Direction: Copy the data below word for word, from the line with "Task: where can the water reflection" to the line with "x=270, y=81", including both of those lines.
──────── Entries provided ────────
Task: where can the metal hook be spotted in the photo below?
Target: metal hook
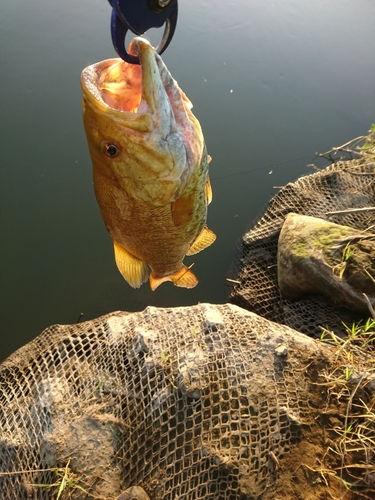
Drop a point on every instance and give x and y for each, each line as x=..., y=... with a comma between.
x=144, y=14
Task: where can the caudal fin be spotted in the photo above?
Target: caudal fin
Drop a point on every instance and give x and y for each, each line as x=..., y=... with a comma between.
x=132, y=269
x=183, y=278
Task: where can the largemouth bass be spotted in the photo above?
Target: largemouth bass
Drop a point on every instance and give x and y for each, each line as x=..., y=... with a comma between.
x=150, y=167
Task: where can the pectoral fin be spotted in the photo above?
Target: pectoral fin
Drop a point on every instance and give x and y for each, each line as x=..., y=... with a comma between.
x=204, y=240
x=134, y=271
x=183, y=278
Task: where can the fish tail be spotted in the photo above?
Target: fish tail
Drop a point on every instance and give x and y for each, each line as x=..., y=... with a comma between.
x=184, y=278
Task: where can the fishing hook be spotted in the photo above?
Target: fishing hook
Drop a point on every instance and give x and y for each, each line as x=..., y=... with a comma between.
x=138, y=16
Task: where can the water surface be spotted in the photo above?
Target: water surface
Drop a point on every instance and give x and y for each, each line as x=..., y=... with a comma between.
x=270, y=82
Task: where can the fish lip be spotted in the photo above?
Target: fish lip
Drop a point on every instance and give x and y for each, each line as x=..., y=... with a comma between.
x=154, y=100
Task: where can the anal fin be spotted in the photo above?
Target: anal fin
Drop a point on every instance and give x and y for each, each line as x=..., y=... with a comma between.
x=183, y=278
x=204, y=240
x=134, y=270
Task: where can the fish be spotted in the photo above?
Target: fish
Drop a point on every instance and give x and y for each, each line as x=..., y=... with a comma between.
x=150, y=167
x=134, y=493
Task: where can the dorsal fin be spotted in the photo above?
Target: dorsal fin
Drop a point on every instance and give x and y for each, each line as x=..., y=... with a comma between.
x=134, y=271
x=208, y=191
x=204, y=240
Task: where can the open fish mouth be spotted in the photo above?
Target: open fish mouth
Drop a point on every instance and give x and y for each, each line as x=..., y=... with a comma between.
x=149, y=115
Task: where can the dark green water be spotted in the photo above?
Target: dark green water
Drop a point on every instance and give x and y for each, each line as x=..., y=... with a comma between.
x=270, y=82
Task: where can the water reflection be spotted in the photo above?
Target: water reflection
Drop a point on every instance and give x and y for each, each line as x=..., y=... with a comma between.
x=270, y=81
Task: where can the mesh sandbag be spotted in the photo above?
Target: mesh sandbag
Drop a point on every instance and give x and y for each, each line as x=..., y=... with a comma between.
x=341, y=186
x=203, y=402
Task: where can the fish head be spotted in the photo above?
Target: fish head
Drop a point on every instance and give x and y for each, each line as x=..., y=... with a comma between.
x=141, y=132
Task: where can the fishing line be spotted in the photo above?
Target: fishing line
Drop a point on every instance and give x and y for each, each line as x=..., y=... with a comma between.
x=272, y=165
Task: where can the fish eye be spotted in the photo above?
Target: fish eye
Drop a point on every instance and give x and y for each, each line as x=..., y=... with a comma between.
x=110, y=149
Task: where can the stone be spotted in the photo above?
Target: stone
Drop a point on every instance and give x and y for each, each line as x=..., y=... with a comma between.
x=318, y=257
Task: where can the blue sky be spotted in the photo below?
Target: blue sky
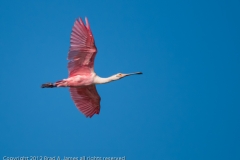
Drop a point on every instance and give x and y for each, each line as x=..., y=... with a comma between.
x=185, y=105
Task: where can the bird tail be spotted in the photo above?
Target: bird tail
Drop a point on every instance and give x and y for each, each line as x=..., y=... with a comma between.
x=48, y=85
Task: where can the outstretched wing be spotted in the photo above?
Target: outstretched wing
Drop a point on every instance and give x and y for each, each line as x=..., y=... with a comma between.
x=82, y=48
x=86, y=99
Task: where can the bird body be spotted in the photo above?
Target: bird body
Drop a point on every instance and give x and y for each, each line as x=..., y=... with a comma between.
x=82, y=78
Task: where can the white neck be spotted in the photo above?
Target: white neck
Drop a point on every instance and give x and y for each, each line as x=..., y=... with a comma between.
x=100, y=80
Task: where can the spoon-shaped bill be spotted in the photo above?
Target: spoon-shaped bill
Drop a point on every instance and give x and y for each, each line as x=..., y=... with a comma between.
x=129, y=74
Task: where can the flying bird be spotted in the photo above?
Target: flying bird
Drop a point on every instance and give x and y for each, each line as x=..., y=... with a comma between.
x=82, y=78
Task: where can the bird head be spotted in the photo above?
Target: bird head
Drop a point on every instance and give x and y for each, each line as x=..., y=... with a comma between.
x=121, y=75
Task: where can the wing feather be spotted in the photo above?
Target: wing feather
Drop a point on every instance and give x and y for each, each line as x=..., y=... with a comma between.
x=86, y=99
x=82, y=50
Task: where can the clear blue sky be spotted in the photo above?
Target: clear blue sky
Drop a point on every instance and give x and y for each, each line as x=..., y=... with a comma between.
x=186, y=105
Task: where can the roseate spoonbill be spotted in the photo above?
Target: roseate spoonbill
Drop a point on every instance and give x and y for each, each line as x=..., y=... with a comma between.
x=82, y=78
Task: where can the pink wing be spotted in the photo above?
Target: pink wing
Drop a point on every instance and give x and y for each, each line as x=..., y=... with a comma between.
x=82, y=49
x=86, y=99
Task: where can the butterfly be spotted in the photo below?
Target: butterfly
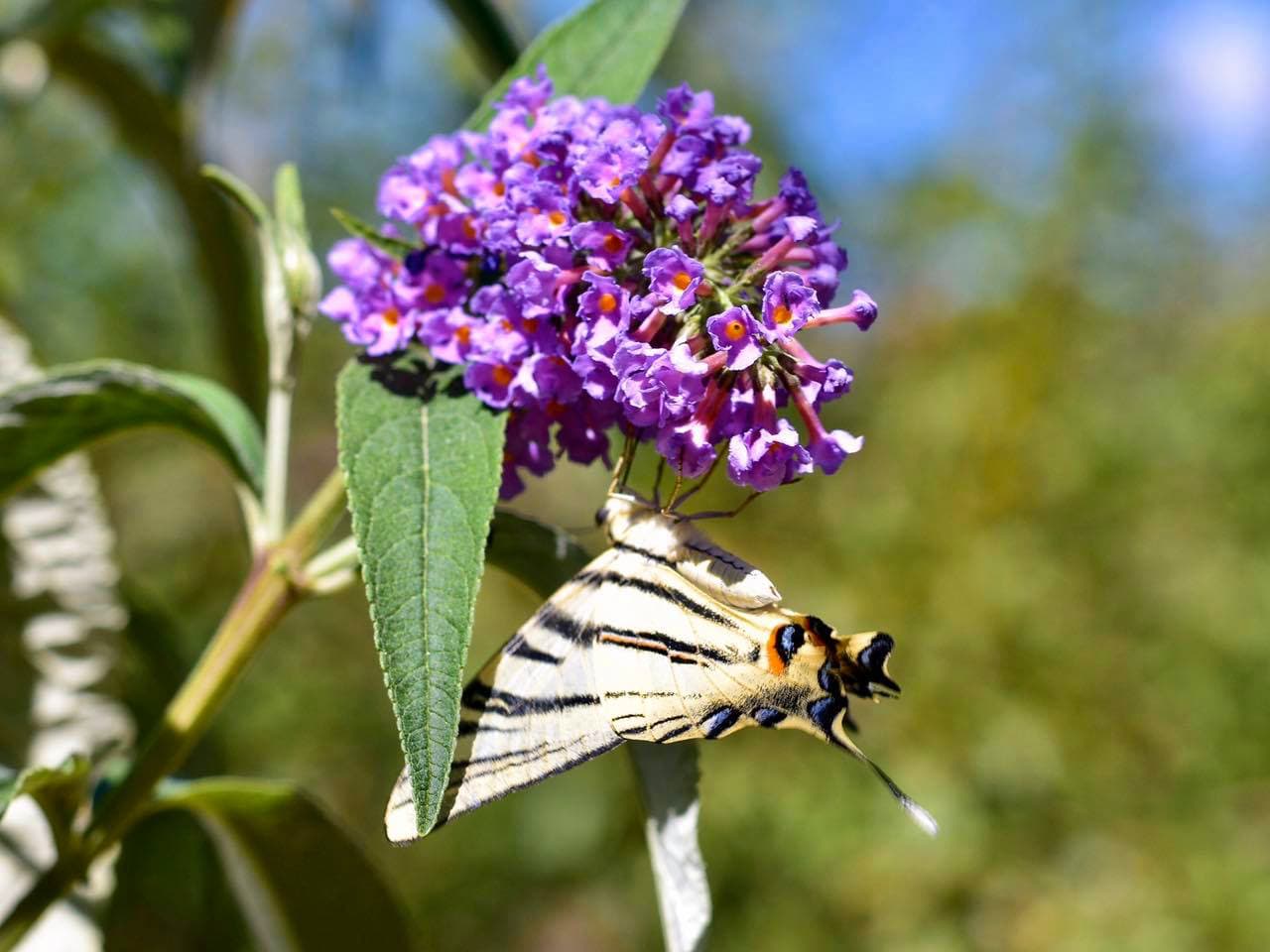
────────
Solution to the exercise:
Task: where can the water reflection be spotted in the photo above?
Target: water reflection
Drop a point on every instance and give x and y for each, each line as x=..., y=... with a comma between.
x=270, y=81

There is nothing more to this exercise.